● Selection

Personal information
- Born: 24 January 1997 (age 29) Posadas, Argentina
- Height: 1.60 m (5 ft 3 in)
- Weight: 56 kg (123 lb)

Sport
- Sport: Field hockey
- Position: Midfielder
- Club: River Plate

Senior career
- Years: Team / Caps / Goals
- -2018: River Plate / - / -
- 2018–present: Mannheimer HC / - / -

National team
- Years: Team / Caps / Goals
- 2016: Argentina U21 / 16 / (5)
- 2016–2023: Argentina / 105 / (9)
- 2026: Germany /  / -

Medal record
Women's field hockey
Representing Argentina
Champions Trophy
| Gold medal – first place | 2016 London |  |
| Bronze medal – third place | 2018 Changzhou |  |
Pan American Cup
| Gold medal – first place | 2017 Lancaster |  |
Junior World Cup
| Gold medal – first place | 2016 Santiago |  |

= Lucina von der Heyde =

Argentine field hockey player (born 1997)

Lucina Juliana von der Heyde (born 24 January 1997) is an Argentine field hockey player who plays as midfielder for German club Mannheimer HC.

● Stored records
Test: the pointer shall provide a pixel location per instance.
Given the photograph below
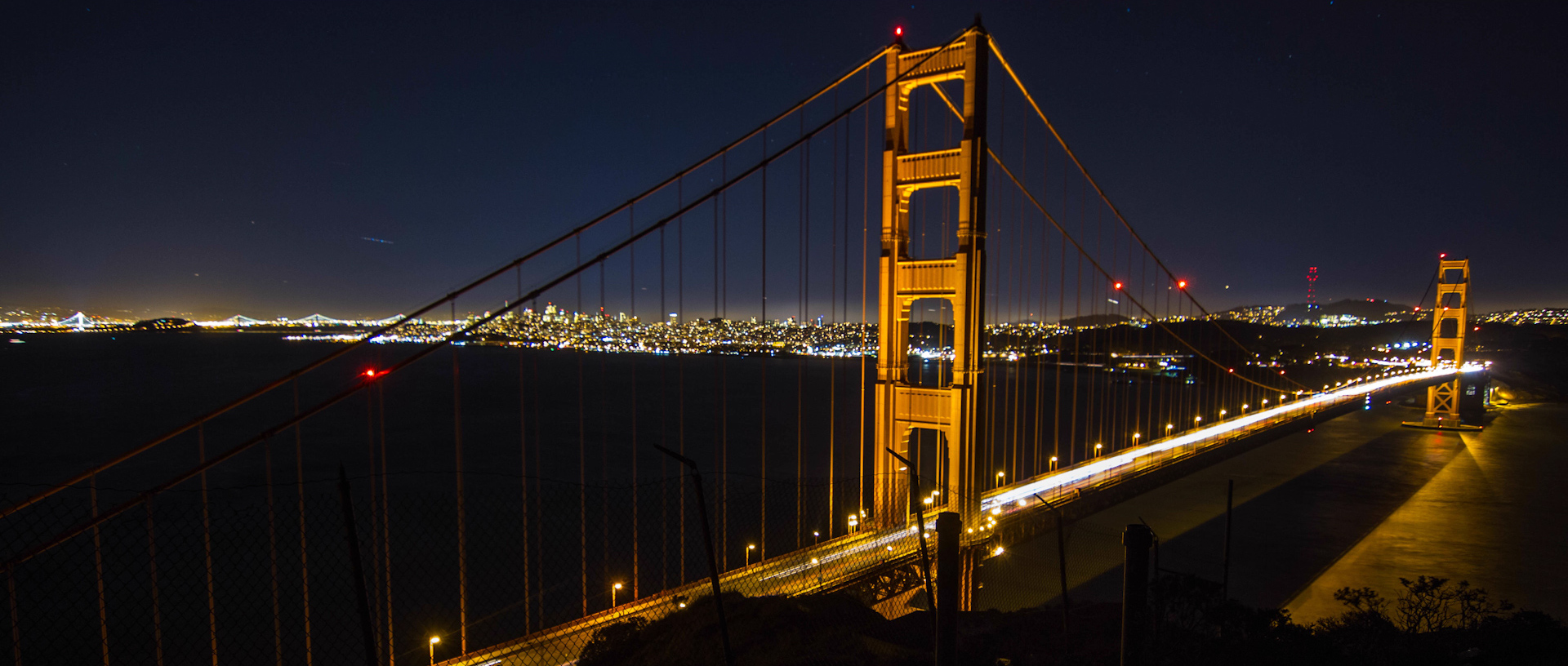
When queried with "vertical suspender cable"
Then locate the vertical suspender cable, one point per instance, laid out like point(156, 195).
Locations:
point(862, 453)
point(463, 541)
point(372, 591)
point(98, 571)
point(582, 444)
point(523, 478)
point(763, 538)
point(630, 284)
point(386, 529)
point(272, 555)
point(153, 589)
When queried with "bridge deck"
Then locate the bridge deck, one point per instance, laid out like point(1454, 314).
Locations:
point(826, 565)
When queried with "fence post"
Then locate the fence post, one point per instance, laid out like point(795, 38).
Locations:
point(1230, 495)
point(920, 514)
point(1062, 558)
point(361, 594)
point(1134, 593)
point(707, 538)
point(947, 574)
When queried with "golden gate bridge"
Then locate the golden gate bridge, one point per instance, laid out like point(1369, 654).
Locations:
point(901, 298)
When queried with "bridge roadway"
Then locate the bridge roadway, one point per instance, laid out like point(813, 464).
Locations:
point(862, 555)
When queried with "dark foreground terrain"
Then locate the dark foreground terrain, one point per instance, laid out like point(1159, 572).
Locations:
point(1431, 621)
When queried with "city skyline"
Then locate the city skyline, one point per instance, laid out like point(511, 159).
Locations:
point(416, 154)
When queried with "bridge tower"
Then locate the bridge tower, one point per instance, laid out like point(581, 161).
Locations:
point(902, 406)
point(1448, 340)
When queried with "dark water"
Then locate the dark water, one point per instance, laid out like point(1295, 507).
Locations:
point(1360, 502)
point(562, 488)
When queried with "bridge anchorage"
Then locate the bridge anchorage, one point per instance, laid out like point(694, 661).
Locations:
point(1450, 320)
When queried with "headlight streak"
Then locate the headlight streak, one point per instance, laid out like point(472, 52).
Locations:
point(1009, 502)
point(1218, 428)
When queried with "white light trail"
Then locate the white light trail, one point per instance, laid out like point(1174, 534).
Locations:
point(1029, 490)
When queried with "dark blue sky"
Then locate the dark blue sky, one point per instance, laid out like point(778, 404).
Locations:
point(231, 157)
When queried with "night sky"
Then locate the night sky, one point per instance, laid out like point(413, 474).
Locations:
point(234, 157)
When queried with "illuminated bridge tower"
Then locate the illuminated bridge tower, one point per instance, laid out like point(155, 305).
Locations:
point(952, 411)
point(1448, 340)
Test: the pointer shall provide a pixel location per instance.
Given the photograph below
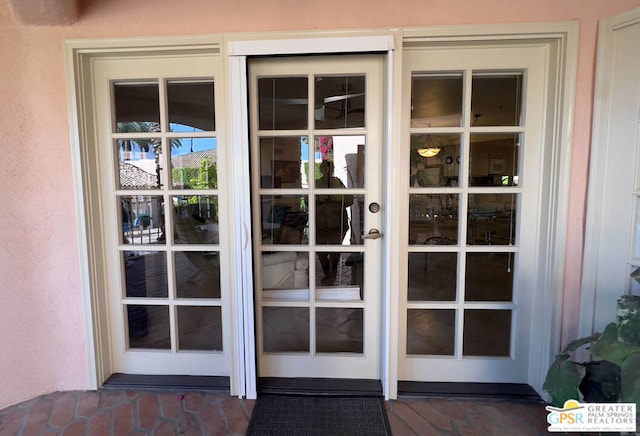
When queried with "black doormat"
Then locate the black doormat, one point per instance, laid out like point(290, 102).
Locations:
point(318, 415)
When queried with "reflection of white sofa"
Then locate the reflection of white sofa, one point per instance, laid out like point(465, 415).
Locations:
point(285, 270)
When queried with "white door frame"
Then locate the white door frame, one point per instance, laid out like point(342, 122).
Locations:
point(238, 53)
point(561, 39)
point(607, 249)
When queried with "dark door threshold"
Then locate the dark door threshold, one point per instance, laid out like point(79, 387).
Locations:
point(519, 391)
point(167, 382)
point(320, 386)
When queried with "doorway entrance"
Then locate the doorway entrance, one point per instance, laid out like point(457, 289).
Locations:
point(157, 160)
point(474, 141)
point(316, 148)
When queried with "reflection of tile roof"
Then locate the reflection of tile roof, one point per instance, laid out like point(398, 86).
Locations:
point(133, 177)
point(192, 160)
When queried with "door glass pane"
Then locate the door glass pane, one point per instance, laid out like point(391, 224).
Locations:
point(436, 100)
point(434, 160)
point(283, 103)
point(191, 106)
point(489, 277)
point(137, 107)
point(194, 163)
point(432, 276)
point(339, 161)
point(139, 163)
point(197, 274)
point(142, 219)
point(145, 274)
point(339, 270)
point(339, 330)
point(285, 270)
point(487, 332)
point(492, 219)
point(433, 219)
point(284, 219)
point(493, 159)
point(285, 329)
point(496, 99)
point(333, 214)
point(148, 326)
point(199, 328)
point(195, 219)
point(431, 331)
point(284, 162)
point(339, 102)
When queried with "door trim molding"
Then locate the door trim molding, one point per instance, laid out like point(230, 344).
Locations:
point(238, 53)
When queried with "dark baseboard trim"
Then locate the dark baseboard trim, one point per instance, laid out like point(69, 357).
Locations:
point(518, 391)
point(167, 382)
point(320, 386)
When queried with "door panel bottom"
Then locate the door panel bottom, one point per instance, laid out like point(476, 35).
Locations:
point(519, 391)
point(319, 386)
point(167, 382)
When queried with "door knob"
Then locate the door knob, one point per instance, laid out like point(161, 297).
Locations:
point(373, 234)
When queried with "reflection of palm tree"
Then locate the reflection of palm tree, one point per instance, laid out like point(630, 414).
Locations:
point(145, 144)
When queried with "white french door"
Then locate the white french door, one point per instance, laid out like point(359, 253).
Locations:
point(162, 201)
point(316, 147)
point(474, 132)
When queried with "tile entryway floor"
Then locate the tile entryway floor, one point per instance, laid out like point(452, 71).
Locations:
point(128, 412)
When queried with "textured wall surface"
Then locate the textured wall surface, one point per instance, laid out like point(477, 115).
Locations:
point(42, 335)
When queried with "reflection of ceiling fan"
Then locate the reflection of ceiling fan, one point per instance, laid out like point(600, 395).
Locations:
point(328, 103)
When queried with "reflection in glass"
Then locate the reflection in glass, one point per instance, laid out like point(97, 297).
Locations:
point(342, 270)
point(332, 219)
point(197, 274)
point(433, 219)
point(436, 100)
point(194, 163)
point(142, 218)
point(432, 276)
point(496, 99)
point(431, 331)
point(487, 333)
point(489, 277)
point(285, 270)
point(148, 326)
point(137, 107)
point(493, 159)
point(145, 274)
point(285, 329)
point(339, 330)
point(492, 219)
point(281, 162)
point(345, 157)
point(284, 219)
point(139, 163)
point(195, 219)
point(441, 169)
point(191, 106)
point(199, 328)
point(339, 102)
point(283, 103)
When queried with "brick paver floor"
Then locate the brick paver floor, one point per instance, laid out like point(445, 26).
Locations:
point(127, 412)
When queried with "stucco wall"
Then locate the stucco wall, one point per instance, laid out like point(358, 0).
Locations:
point(41, 328)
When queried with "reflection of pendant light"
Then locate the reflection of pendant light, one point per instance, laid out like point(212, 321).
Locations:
point(429, 149)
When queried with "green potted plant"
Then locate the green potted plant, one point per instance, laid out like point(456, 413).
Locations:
point(613, 374)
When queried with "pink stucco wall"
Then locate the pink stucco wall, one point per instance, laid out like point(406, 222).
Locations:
point(41, 329)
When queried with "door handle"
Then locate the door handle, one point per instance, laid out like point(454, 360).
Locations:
point(373, 234)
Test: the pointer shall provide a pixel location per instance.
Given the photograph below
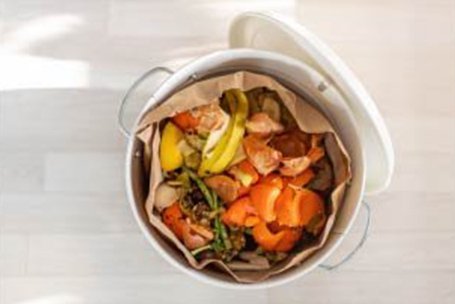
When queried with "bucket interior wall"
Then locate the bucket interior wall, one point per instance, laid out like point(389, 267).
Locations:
point(302, 81)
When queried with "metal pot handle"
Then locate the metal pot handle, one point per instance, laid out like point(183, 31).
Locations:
point(135, 84)
point(359, 244)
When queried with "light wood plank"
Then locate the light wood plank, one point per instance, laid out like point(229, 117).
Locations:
point(166, 288)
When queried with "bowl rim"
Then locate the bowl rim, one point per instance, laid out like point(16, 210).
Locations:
point(290, 274)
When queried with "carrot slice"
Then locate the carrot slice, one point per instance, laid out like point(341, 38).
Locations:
point(273, 179)
point(238, 212)
point(173, 218)
point(289, 239)
point(265, 238)
point(263, 197)
point(244, 190)
point(311, 204)
point(302, 179)
point(185, 120)
point(288, 208)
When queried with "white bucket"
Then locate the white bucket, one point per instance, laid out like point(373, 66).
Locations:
point(302, 79)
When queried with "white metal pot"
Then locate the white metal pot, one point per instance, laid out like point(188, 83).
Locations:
point(324, 81)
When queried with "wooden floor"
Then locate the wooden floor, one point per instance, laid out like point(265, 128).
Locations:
point(66, 232)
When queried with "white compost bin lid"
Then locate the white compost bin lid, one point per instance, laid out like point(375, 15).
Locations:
point(271, 32)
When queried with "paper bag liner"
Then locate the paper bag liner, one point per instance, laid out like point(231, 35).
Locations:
point(208, 91)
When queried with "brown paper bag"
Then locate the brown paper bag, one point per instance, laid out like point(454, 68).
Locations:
point(209, 91)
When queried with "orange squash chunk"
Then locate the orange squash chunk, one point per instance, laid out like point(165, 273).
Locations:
point(173, 219)
point(263, 197)
point(185, 120)
point(273, 179)
point(288, 208)
point(265, 238)
point(238, 212)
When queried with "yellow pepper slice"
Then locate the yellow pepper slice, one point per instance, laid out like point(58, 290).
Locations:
point(171, 157)
point(226, 148)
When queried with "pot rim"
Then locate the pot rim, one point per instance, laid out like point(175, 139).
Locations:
point(274, 281)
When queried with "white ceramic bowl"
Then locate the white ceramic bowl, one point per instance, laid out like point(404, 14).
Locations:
point(302, 80)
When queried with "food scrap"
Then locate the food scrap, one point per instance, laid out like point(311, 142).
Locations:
point(242, 183)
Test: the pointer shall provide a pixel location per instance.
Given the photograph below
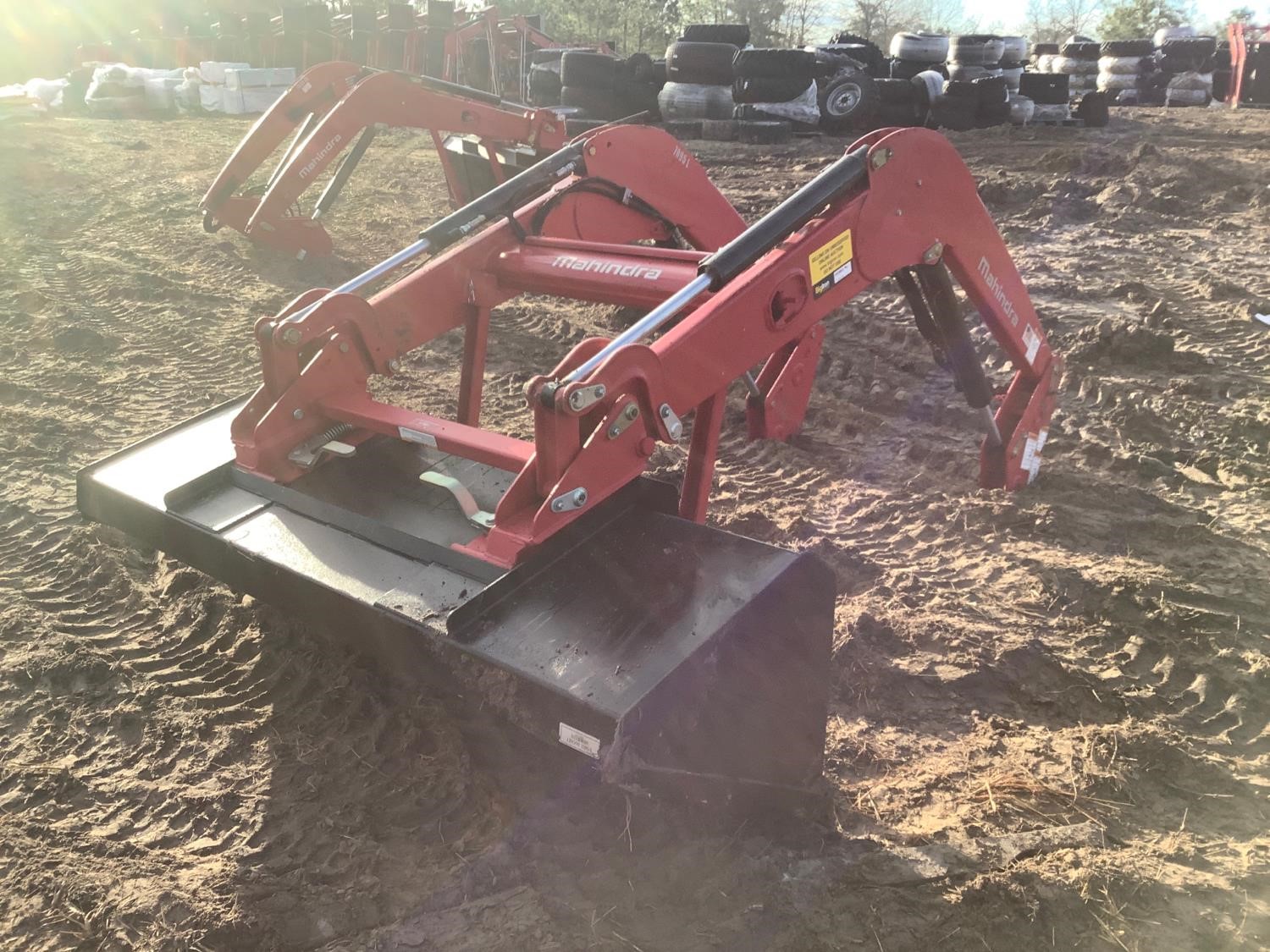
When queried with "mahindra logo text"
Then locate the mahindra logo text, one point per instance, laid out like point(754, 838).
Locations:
point(322, 154)
point(599, 267)
point(998, 292)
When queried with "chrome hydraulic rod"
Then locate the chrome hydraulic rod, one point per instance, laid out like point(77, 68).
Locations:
point(461, 223)
point(647, 324)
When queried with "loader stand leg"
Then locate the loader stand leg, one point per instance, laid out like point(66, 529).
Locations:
point(695, 495)
point(922, 315)
point(959, 348)
point(472, 380)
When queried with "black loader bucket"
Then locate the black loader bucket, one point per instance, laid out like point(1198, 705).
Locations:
point(673, 655)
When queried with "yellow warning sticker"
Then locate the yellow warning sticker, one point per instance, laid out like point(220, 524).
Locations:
point(831, 263)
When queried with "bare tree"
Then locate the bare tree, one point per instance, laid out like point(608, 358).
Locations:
point(802, 18)
point(1074, 15)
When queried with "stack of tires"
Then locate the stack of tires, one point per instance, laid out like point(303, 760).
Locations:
point(1122, 68)
point(975, 56)
point(850, 96)
point(858, 50)
point(777, 86)
point(1043, 56)
point(604, 86)
point(698, 76)
point(917, 52)
point(906, 102)
point(1013, 58)
point(1079, 58)
point(969, 104)
point(1049, 93)
point(1184, 66)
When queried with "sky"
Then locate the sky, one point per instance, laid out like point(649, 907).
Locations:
point(1206, 10)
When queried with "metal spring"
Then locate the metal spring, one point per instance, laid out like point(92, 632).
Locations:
point(330, 433)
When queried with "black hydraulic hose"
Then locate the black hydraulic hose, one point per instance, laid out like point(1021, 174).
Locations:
point(921, 314)
point(785, 218)
point(511, 195)
point(947, 312)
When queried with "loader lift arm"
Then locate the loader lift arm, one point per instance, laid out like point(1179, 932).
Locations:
point(335, 111)
point(899, 200)
point(550, 579)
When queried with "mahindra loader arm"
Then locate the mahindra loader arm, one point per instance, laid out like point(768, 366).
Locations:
point(403, 102)
point(338, 109)
point(550, 578)
point(318, 91)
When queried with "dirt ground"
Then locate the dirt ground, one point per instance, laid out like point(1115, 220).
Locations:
point(1049, 723)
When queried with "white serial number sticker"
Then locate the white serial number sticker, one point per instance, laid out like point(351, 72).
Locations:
point(1031, 340)
point(579, 740)
point(411, 436)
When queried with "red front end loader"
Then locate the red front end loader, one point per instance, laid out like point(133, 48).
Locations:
point(551, 579)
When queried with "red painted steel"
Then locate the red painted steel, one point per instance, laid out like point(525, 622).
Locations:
point(919, 205)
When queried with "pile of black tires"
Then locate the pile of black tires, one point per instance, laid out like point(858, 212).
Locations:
point(917, 52)
point(599, 86)
point(978, 56)
point(1176, 68)
point(1184, 65)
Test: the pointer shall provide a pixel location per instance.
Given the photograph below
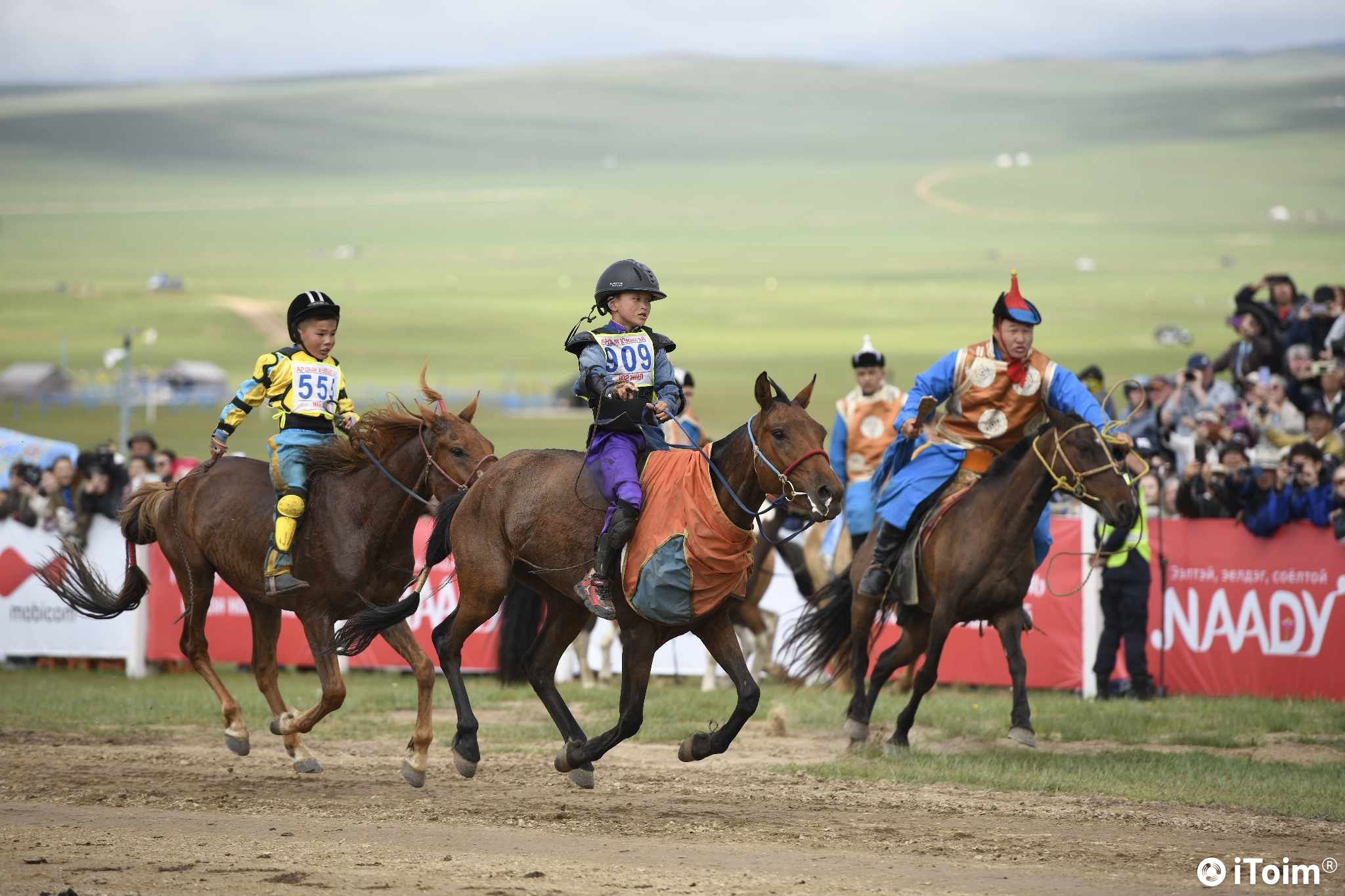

● Given exercise
Write the next part of the article on Lucina von der Heyde above, picking up right after its final sentence.

● Task output
She was part of the Argentine team at the 2016 Summer Olympics in Rio de Janeiro. At the 2018 Hockey Stars Awards, she was named the FIH Rising Star of the Year. In 2019 she took a break from the national team. In late 2022 she was called out for the national team once more and competed in the 2022-23 Pro League getting a silver medal, but then quit the team.

In 2026, three years after her last participation in Las Leonas, she received the call to join the German team since she became a legal German citizen.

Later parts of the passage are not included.